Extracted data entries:

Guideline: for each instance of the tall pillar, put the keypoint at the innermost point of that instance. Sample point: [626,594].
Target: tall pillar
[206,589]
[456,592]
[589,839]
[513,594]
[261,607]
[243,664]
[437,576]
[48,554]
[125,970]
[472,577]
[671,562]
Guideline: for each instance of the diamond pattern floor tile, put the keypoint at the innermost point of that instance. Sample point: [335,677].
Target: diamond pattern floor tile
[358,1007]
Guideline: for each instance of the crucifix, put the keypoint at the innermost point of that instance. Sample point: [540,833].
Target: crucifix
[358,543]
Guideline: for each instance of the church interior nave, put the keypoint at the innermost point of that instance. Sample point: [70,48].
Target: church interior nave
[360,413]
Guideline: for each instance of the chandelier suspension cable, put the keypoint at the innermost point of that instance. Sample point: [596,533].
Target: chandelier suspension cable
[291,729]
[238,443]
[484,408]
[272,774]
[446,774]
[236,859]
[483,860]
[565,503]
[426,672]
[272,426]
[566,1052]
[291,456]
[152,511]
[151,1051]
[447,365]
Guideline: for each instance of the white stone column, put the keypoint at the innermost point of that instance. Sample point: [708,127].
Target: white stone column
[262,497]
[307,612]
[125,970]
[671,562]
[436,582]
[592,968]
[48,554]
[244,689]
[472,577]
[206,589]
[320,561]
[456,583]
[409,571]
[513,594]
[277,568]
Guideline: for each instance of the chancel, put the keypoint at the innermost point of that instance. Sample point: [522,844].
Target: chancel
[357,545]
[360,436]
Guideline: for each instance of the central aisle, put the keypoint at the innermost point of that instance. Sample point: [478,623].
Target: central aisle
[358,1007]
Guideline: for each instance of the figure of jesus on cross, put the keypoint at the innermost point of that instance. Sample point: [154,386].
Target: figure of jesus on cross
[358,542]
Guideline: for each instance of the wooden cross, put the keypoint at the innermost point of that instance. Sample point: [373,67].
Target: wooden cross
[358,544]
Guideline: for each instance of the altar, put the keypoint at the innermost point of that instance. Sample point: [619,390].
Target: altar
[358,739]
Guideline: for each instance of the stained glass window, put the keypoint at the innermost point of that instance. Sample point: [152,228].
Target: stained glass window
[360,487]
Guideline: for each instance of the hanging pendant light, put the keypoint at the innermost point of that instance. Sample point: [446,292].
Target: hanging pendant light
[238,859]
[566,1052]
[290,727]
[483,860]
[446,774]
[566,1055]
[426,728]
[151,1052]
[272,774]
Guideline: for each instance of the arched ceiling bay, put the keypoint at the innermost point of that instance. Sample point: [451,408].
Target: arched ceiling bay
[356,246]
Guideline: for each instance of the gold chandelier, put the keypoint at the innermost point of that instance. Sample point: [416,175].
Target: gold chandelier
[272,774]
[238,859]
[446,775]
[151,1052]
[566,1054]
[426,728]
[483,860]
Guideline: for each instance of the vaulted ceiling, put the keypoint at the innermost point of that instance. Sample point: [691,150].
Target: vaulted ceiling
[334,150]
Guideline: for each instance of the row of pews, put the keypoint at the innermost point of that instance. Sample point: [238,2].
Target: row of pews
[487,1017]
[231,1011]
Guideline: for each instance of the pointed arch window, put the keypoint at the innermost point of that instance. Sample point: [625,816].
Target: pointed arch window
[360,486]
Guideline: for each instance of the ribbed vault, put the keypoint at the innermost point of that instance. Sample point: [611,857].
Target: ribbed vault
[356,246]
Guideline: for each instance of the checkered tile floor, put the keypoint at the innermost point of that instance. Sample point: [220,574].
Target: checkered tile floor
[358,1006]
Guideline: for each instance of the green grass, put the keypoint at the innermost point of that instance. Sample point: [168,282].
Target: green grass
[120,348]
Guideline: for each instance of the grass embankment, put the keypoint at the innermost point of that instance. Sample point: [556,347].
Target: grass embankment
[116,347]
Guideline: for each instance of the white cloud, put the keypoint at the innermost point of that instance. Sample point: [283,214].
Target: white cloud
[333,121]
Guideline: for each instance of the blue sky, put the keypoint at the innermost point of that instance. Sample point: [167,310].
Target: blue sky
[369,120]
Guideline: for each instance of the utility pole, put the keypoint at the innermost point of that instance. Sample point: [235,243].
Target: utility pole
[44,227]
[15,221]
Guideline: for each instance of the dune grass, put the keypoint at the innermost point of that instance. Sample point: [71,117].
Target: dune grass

PROBLEM: Extract all of the lines above and reproduce each one word for word, leaving nothing out and changing nothing.

RESPONSE TO THIS EXERCISE:
Guideline: for each instance of the tall pillar, put the keypoint at the innermost point of that instance. Sample point: [626,594].
Target: tall pillar
[206,589]
[456,592]
[589,839]
[513,594]
[261,607]
[243,664]
[437,576]
[48,554]
[125,970]
[472,577]
[671,562]
Guideline: for each instance of the diamond pattern floor tile, put the keypoint at the innermost point of that instance. Sample point: [335,677].
Target: diamond pattern floor tile
[358,1007]
Guideline: for each instance of the crucifix, put the keypoint at the innermost point of that instance. Sample point: [540,833].
Target: crucifix
[358,543]
Guideline: for each instance of the church interior nave, put the keypoint at the innermost point of that instance. Sample point: [70,48].
Target: church interior nave
[360,413]
Guideline: for each instance of the chandelier suspension cable, put the keypoint at the innermost point of that instance. Sample point: [596,533].
Target: chandelier suspension cable
[291,729]
[238,443]
[484,408]
[272,774]
[446,774]
[236,859]
[483,860]
[565,503]
[426,672]
[272,426]
[566,1052]
[291,456]
[152,511]
[151,1051]
[447,365]
Guideline: for each instance of the white stone column, put the keypoint at the innermost point of that instance. Sample point: [708,127].
Target: white stone column
[262,497]
[307,612]
[125,970]
[671,562]
[436,582]
[592,968]
[48,554]
[244,689]
[472,577]
[206,589]
[320,561]
[456,583]
[409,571]
[513,594]
[277,568]
Guideline: for each instance of the chancel, put the keypoint at the innermost point of that instance. Sample point: [522,844].
Target: chancel
[357,545]
[360,436]
Guideline: for each instance of the central aisle, put the keypoint at the innermost point of that instance. Sample point: [478,623].
Target: central aisle
[358,1007]
Guideline: for each instance of the figure of jesus on cross, put the keypoint at the innermost point of that instance. Sample point: [154,386].
Target: figure of jesus on cross
[358,542]
Guideline: for each instance of the wooden cross, put the keypoint at the innermost point of that instance. Sample point: [373,67].
Target: wooden cross
[358,544]
Guideline: for each instance of the altar, put the keypoint at the innermost point of that instance. Sample point: [619,390].
Target: altar
[358,739]
Guideline: for each instance of the stained glass window, put the keypoint at the innermost point of that instance. Sample point: [152,228].
Target: stained glass window
[360,487]
Guideline: for each instance of the hanging pendant light, put the keypoint at the innermost point of that instance. Sample point: [446,292].
Target: hanging pendant light
[238,859]
[566,1052]
[290,727]
[483,860]
[446,774]
[566,1055]
[426,728]
[151,1052]
[272,774]
Guideline: for each instance of the arched ceiling bay, put the keypoint at the innermost point of that instance. Sample point: [451,408].
Target: arched ceiling bay
[356,246]
Guideline: for each instance of the gold chandelier, put the keypoint at the innermost point of that instance. Sample point: [416,175].
Target: gold chandelier
[272,774]
[238,859]
[446,775]
[151,1052]
[566,1054]
[426,728]
[483,860]
Guideline: for each instance of the vaulted ceiling, put the keypoint at the innermost point of that instance. Sample point: [691,150].
Target: vaulted ceiling
[334,150]
Guideline: for each instance of the row of pews, put the keypoint at the innermost point of that instance. Sample point: [238,2].
Target: row of pews
[487,1017]
[231,1011]
Guideline: for each instance of the pointed arch window, put the keypoint at the innermost point of that instance. Sample point: [625,816].
Target: pointed arch window
[360,486]
Guideline: for each instance of the ribbed vault, put the keypoint at the innermost point of that instance. Sample point: [611,857].
Target: ribbed vault
[356,246]
Guideline: for each instance of the checkered tile floor, put the keypoint at the innermost point of that instance. Sample point: [220,574].
Target: checkered tile floor
[358,1006]
Guideline: for each instance of the green grass, put the keypoint at the innermost point of that instance. Sample point: [168,282].
Target: green grass
[120,348]
Guideline: for each instance of the grass embankment, put the keypoint at the innermost point of that instance. Sample point: [556,347].
Target: grass embankment
[116,347]
Guideline: for each instance of the white cloud, put the keypoint at the innermost point of that instance. Sample point: [283,214].
Target: white cloud
[333,121]
Guideline: for each instance of the blue sky, put the keypoint at the innermost point of that instance. Sample point: [167,310].
Target: blue sky
[369,120]
Guideline: for each instance of the utility pole, put the keypoint at the innermost point of that instance. Sample point: [235,243].
Target: utility pole
[44,227]
[15,221]
Guideline: for each instance of the dune grass, put the keypoint at the innermost point of that instance. Sample point: [71,117].
Target: dune grass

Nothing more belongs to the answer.